What is being asked: Please render each line of the listing below as a string in a JSON list, one string per line, with blank lines omitted.

Data to use:
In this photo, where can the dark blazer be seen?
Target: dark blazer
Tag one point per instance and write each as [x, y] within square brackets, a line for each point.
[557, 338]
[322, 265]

Correct response:
[
  "In this photo, where can the dark blazer be seen?",
  "Target: dark blazer",
  "Tag one point per instance and write each as [x, y] within square brackets, a line for each point.",
  "[557, 338]",
  "[322, 265]"
]